**Opdrachten**
(a) Beantwoord aan de hand van het leesfragment deze vragen:
(i) Welke actrice zegt 'Gewoon mezelf zijn'?
(ii) Wat kreeg Maria Rüb op een keer van haar vader om een brood te kopen?
(iii) Welk werk deed de moeder van de ik-figuur een paar jaar in de stoffenwinkel?
(b) Noem alle filmtitels die in het leesfragment voorkomen.
(c) Werk het leesfragment bij. Geef het stuk dat begint met "Wat interesseert iemand" en doorloopt tot en met "Rosel Zech. Zijn." opnieuw weer, met "sjaal" vervangen door "jas".

Wat interesseert iemand in een mens? Wat ons bijblijft als indruk van een mens is niet of hij een rode of zwarte sjaal aanhad,'stelde de actrice Elisabeth Bergner in een gesprek vast. ‘Waarom? Daarom. Verklaringen zijn maar een deel van de waarheid’. ‘Gewoon mezelf zijn,' zegt de actrice Rosel Zech. Zijn.

Wat mij, onder andere, aan iemand als Maria Rüb interesseert: Hoe een mens zich staande houdt, zijn trots en waardigheid, zijn grote en kleine dromen verdedigt. Wat had ze vroeger willen worden, vroeg ik haar eens. 'Ik dacht altijd dat je zomaar eigens naar kon schrijven en dan in een.film meespelen. Maar zo eenvoudig is het niet. Je moet immers ook talent hebben, en ik ben geen actrice - een gewone vrouw, dat ben ik.’ Ze ging wel graag naar de.film, herinnert Maria Rüb zich. Op een keer gaf mijn vader me een levensmiddelenzegel om een brood te kopen. Ik loop langs de Berliner Strasse en kom voorbij de Odin en - daar ben ik de foto's blijven bekijken. Vandaag hangen daar alleen affiches, maar vroeger hing het vol fotos - en ik was er zo wild van en ga binnen en kijk naar de 'Witte droom' en heb geen geld meer, geen brood en niets. Thuis heb ik dan mijn witte droom gekregen - een paar oorvegen.'

De toenadering tot de geschiedenis van Maria Rüb: niet alleen een geschreven poging om de realiteit, het leven van alledag, het leven van een vreemde te weerspiegelen, maar ook een toenaderingspoging tot de eigen geschiedenis. Verbindingslijnen worden zichtbaar, overeenkomsten - zelfs al tonen ze zich maar in een detail. Op een sinds mijn kindertijd bewaard filmprogramma van ’Freddy en de miljonair' valt me plots de stempel van de bioscoop op waarover Maria Rüb het had. Herinneringen worden wakker. Aan de donkere zaal. Het openschuivende zijden gordijn. Het weekjournaal in zwart-wit en de filmreclame in kleur. De ijsjesverkoopster en de voorfilms. 'Binnenkort in deze zaal...'Films met Liselotte Pulver en Heinz Rühmann. Doris Day, en Rock Hudson. Ruth Leuwerick en Peter Alexander. Dietmar Schönherr en Caterina Valente in de kleurenfilm Dit bist wunderbar. Wanneer je uit de bioscoop kwam, zag je de stoffenwinkel waarin mijn moeder een paar jaar als verkoopster werkte. Wanneer ik haar in de winkel bezocht en ze voor een klant de voering scheurde, stopte ik mijn oren dicht.

**Getoond materiaal**
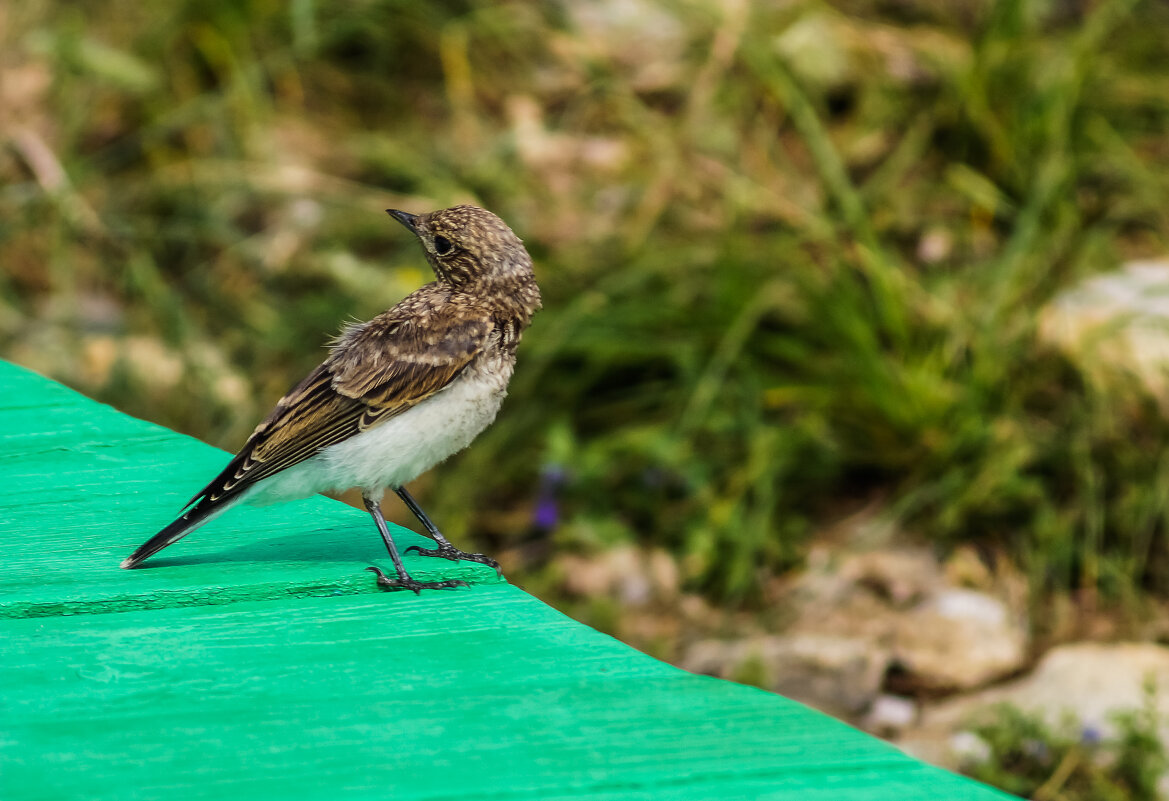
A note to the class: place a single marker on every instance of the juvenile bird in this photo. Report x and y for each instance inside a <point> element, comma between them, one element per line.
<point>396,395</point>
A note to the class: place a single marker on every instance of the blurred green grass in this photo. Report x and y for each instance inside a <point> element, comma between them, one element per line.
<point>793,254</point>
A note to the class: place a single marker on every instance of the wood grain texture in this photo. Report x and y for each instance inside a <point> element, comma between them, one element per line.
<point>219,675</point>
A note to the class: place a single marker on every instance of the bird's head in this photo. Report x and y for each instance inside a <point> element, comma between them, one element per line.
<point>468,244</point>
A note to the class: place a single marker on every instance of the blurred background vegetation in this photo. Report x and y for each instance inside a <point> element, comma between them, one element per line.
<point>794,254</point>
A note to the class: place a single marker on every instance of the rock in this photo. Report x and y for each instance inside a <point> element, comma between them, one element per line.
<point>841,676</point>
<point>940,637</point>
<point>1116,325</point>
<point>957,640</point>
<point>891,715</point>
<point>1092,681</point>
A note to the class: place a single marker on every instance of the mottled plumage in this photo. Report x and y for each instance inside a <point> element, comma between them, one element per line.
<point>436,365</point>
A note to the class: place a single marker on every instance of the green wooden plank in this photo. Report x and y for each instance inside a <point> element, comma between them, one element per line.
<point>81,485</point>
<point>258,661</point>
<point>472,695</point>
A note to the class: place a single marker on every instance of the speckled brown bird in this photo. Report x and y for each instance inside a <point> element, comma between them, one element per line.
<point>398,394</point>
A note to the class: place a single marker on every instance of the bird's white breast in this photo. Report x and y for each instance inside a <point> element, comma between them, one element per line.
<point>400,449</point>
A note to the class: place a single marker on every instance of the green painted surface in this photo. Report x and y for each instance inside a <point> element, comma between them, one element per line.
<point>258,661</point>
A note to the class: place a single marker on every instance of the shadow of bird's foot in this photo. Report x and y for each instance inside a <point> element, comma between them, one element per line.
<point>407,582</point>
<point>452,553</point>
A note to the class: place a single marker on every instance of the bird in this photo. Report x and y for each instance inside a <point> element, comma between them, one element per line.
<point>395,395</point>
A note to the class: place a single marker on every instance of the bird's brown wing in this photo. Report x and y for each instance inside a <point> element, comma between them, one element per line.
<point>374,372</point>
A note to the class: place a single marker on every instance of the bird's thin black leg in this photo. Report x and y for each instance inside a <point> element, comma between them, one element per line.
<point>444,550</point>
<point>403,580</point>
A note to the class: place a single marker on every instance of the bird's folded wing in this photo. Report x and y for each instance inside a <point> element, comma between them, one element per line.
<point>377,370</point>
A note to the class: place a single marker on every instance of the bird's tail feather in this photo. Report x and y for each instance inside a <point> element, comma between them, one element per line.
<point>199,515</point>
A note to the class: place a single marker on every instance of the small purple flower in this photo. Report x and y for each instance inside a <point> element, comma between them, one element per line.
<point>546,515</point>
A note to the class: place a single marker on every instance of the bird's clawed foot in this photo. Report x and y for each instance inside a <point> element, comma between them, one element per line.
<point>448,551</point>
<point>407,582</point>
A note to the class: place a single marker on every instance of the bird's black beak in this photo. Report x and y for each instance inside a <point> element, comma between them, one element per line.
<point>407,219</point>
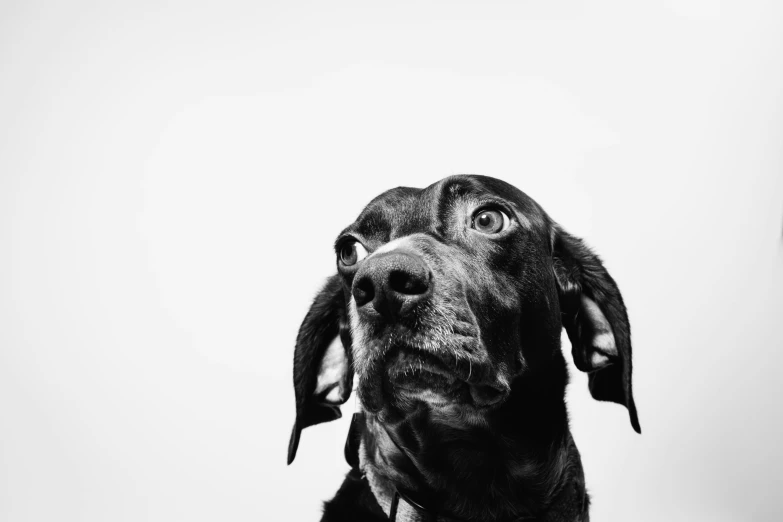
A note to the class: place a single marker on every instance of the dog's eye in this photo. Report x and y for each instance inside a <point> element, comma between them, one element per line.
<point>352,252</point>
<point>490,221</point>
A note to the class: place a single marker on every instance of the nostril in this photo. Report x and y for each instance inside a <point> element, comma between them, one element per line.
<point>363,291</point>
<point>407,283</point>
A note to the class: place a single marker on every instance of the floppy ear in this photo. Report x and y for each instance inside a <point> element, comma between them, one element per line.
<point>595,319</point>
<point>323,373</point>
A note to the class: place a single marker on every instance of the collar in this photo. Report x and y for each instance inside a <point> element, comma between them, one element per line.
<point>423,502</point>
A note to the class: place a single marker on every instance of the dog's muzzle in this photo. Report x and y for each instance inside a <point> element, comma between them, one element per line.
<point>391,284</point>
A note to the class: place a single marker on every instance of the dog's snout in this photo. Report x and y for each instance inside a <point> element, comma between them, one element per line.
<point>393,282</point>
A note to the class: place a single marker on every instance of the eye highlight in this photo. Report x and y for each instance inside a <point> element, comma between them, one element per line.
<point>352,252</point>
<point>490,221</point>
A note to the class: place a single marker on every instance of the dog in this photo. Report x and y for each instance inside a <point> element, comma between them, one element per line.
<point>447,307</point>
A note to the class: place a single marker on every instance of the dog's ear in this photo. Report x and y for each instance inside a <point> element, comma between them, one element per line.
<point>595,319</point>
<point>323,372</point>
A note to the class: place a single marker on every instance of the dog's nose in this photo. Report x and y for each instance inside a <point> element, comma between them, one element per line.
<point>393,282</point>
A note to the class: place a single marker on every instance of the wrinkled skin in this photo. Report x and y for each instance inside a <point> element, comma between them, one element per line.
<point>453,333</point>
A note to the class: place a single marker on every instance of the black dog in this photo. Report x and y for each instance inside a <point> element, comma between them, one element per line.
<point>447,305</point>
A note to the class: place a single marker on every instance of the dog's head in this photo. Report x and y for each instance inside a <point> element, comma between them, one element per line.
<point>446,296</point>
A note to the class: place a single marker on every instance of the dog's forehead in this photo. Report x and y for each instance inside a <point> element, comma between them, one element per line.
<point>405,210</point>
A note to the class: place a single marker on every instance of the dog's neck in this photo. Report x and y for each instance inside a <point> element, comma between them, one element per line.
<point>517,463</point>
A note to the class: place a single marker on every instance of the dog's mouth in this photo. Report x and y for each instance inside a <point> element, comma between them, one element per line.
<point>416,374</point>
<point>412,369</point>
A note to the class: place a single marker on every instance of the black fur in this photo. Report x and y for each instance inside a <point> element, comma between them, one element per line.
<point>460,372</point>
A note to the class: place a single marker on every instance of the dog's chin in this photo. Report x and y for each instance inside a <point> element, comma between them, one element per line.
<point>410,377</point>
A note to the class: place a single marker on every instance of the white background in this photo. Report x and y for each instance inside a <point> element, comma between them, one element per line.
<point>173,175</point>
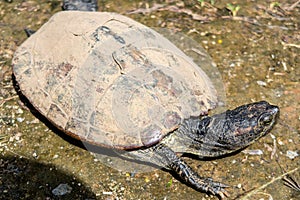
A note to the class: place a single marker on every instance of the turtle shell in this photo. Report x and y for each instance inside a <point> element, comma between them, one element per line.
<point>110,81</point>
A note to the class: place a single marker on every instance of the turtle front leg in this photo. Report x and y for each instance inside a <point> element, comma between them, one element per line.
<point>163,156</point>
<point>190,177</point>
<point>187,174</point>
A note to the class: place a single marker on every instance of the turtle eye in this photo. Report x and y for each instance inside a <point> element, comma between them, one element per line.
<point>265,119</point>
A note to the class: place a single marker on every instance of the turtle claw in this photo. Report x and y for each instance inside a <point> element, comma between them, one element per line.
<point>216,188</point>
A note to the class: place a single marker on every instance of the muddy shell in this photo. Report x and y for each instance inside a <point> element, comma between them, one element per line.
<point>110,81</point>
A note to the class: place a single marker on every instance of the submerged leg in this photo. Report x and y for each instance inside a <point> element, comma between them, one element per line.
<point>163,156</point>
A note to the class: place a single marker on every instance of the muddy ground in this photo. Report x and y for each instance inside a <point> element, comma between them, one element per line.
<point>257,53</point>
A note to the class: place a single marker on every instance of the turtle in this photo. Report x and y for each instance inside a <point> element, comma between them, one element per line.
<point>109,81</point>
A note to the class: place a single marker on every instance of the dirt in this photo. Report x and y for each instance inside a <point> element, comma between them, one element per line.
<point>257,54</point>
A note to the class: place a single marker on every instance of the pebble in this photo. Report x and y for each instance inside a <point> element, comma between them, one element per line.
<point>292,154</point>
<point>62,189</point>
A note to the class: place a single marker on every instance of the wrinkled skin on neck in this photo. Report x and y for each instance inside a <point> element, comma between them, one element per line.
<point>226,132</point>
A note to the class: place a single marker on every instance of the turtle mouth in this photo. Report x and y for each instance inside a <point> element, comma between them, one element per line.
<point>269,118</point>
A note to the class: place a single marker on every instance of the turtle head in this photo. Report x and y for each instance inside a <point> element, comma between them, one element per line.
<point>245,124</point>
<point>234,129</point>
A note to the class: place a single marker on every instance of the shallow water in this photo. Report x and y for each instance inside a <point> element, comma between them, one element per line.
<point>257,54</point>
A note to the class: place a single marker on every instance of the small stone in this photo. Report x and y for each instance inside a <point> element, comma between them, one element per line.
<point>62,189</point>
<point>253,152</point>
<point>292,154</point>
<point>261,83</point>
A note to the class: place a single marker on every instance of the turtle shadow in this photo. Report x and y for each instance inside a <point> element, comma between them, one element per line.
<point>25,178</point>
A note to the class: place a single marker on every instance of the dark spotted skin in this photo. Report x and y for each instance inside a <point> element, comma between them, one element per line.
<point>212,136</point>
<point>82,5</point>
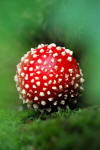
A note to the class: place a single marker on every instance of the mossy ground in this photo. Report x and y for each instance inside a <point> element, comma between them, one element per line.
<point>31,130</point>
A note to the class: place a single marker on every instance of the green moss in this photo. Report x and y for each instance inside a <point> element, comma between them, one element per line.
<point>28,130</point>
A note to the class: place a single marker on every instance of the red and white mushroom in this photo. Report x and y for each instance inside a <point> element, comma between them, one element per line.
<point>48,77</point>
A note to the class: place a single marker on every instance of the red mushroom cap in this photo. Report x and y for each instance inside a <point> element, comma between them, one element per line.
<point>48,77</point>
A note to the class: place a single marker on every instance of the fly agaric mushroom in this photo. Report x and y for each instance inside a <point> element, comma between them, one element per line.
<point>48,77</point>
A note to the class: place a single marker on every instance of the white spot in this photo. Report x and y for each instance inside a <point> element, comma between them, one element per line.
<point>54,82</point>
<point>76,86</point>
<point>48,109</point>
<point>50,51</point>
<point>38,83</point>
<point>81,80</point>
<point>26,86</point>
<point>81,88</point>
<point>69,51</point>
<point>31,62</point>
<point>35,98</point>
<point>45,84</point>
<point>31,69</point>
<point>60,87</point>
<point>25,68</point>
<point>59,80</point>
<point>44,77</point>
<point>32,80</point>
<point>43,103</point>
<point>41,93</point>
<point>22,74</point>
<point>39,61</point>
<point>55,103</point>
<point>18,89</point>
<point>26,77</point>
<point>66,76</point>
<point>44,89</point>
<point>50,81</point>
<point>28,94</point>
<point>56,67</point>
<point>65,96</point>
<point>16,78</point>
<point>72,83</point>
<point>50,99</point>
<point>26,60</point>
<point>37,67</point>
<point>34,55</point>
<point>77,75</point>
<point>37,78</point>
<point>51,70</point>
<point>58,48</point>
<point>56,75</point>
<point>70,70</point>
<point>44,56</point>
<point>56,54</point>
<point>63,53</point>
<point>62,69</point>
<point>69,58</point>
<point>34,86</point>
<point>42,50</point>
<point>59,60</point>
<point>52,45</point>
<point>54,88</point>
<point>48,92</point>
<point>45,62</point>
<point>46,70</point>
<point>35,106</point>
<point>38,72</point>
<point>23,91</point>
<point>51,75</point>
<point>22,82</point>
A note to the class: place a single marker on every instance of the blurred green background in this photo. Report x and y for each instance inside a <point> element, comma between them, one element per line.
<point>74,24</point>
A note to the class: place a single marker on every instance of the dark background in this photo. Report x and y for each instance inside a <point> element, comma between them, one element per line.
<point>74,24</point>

**Antwoorden**
(a)
(i) Rosel Zech
(ii) Een levensmiddelenzegel
(iii) Ze werkte er als verkoopster.

(b) Witte droom, Freddy en de miljonair, Dit bist wunderbar

(c)
Wat interesseert iemand in een mens? Wat ons bijblijft als indruk van een mens is niet of hij een rode of zwarte jas aanhad,'stelde de actrice Elisabeth Bergner in een gesprek vast. ‘Waarom? Daarom. Verklaringen zijn maar een deel van de waarheid’. ‘Gewoon mezelf zijn,' zegt de actrice Rosel Zech. Zijn.